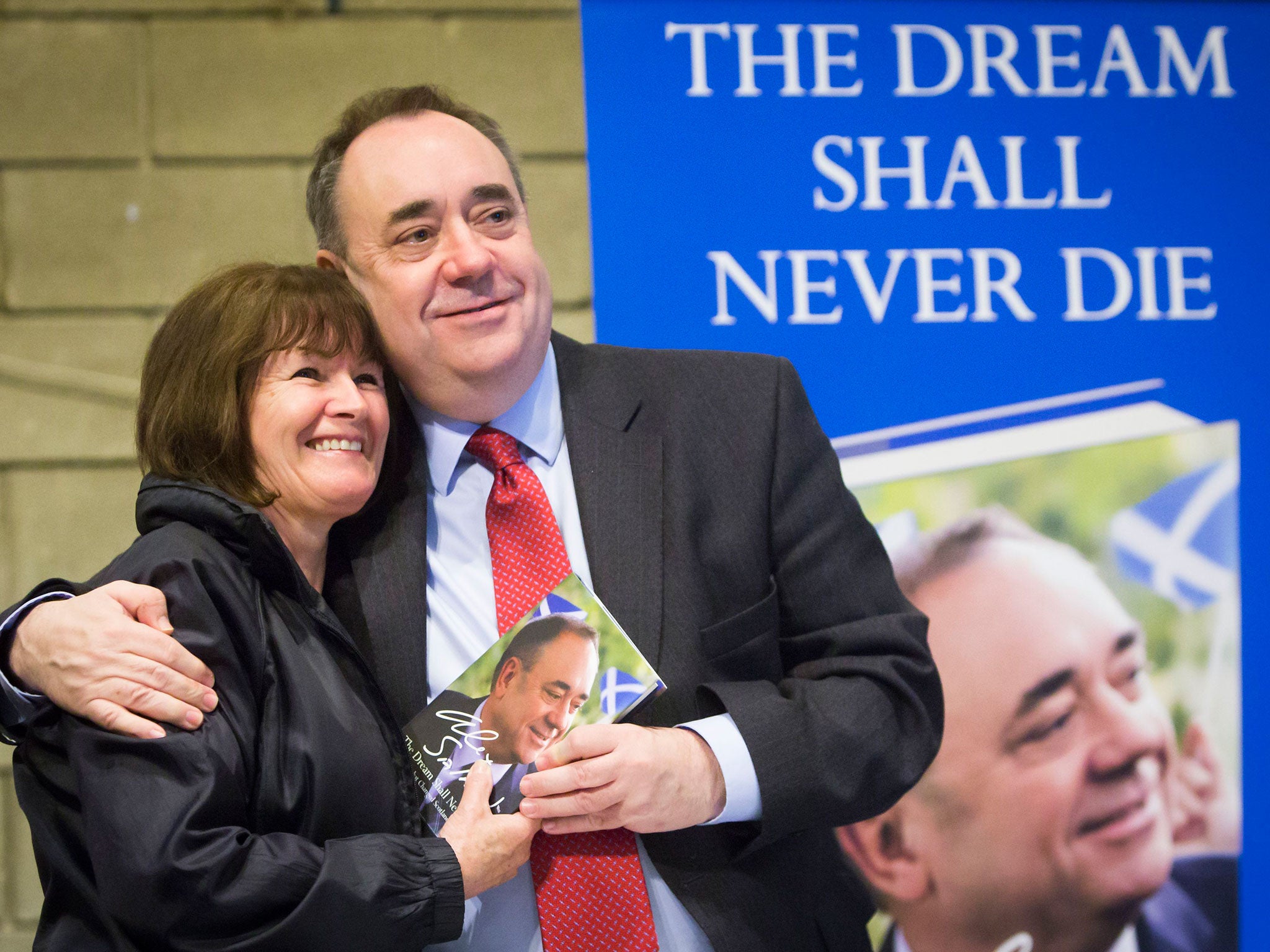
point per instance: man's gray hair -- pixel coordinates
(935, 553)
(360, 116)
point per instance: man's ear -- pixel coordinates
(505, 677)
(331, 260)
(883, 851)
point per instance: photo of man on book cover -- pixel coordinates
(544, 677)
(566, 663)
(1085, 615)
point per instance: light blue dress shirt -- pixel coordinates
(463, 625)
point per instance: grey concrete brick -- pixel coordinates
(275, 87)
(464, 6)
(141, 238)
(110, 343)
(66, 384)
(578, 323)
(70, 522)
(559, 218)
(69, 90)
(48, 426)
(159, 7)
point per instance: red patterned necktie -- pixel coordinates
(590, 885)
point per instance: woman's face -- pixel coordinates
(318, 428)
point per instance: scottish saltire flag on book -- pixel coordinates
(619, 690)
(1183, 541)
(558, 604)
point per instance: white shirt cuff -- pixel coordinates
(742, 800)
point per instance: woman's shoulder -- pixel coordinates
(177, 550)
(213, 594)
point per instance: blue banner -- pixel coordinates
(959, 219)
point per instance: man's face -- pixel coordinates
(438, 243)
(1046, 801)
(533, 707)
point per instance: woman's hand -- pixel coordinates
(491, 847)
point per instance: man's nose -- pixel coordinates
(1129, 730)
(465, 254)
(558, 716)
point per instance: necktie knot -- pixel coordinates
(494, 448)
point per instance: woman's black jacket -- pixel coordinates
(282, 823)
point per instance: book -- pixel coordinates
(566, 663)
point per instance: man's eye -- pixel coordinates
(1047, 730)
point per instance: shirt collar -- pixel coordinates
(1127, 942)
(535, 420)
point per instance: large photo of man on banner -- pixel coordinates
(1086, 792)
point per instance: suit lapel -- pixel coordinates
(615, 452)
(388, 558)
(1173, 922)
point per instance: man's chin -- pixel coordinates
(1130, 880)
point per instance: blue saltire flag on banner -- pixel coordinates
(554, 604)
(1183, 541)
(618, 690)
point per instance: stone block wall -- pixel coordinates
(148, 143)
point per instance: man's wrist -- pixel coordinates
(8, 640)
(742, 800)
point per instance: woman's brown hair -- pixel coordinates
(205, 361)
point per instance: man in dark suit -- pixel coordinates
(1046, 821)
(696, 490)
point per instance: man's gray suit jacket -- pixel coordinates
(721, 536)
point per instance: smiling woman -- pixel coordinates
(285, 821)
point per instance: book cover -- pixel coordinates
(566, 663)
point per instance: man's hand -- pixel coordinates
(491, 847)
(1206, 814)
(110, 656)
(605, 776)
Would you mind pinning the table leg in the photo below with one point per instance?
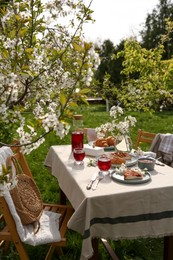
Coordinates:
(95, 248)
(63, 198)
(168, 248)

------------------------------------

DESCRIPTION OF THE TASK: What you return should match the records line for line, minus the pictures.

ANSWER TO THE EXERCISE:
point per instance: man's gray hair -- pixel coordinates
(935, 553)
(360, 116)
point per instance: man's ear -- pixel coordinates
(505, 677)
(331, 260)
(883, 851)
point per instance: photo of man on book cover -- pixel coordinates
(544, 677)
(566, 663)
(1085, 615)
point per instance: light blue dress shirt -- pixel coordinates
(463, 625)
point per instance: grey concrete brick -- pixel coordinates
(275, 87)
(464, 6)
(141, 238)
(110, 343)
(66, 384)
(578, 323)
(70, 522)
(559, 218)
(69, 90)
(48, 426)
(159, 7)
point per instance: red patterned necktie -- pixel coordinates
(590, 885)
point per instance: woman's face -- pixel coordinates
(318, 428)
point per instance: scottish saltire flag on book -- pixel coordinates
(619, 690)
(1183, 541)
(558, 604)
point per instance: white shirt cuff -- pixel coordinates
(742, 800)
point per instance: woman's shoulder -- pixel coordinates
(177, 550)
(213, 594)
point per instance: blue banner -- pixel coordinates
(959, 219)
point per instance: man's face -- pixel coordinates
(438, 243)
(1046, 801)
(533, 707)
point per instance: woman's hand -- pixel coordinates
(491, 847)
point per instance: man's nose -- pixel coordinates
(1129, 730)
(465, 254)
(558, 716)
point per instance: necktie knot -- pixel coordinates
(494, 448)
point per instance: woman's black jacket -- pixel coordinates
(282, 823)
point per instance: book -- pixel coordinates
(566, 663)
point per instance: man's eye -- pixel coordinates
(1047, 730)
point per instance: shirt collar -- pixel coordinates
(1127, 942)
(535, 420)
point per instance: large photo of man on banner -- pixel coordinates
(1086, 792)
point per instance: suit lapel -- pixel coordinates
(615, 452)
(388, 558)
(1173, 922)
point per instance: man's chin -- pixel coordinates
(1130, 880)
point per instance: blue saltire flag on banner -- pixel coordinates
(554, 604)
(1183, 541)
(618, 690)
point per instance: stone block wall -- pixel coordinates
(148, 143)
point per instance: man's wrist -- pixel coordinates
(8, 640)
(742, 800)
point per instance: woman's brown hair -- pixel coordinates
(205, 361)
point per instance: man in dark suit -- pixel coordinates
(1046, 821)
(696, 490)
point per instance: man's gray suit jacket -- pixel coordinates
(721, 536)
point per instance: smiling woman -- pixel coordinates
(285, 821)
point per instance: book cover -- pixel coordinates
(566, 663)
point per instance: man's hand -- pixel coordinates
(491, 847)
(1206, 814)
(110, 656)
(605, 776)
Would you mind pinning the table leg in the photo below with one point per instance?
Coordinates:
(95, 248)
(63, 198)
(168, 248)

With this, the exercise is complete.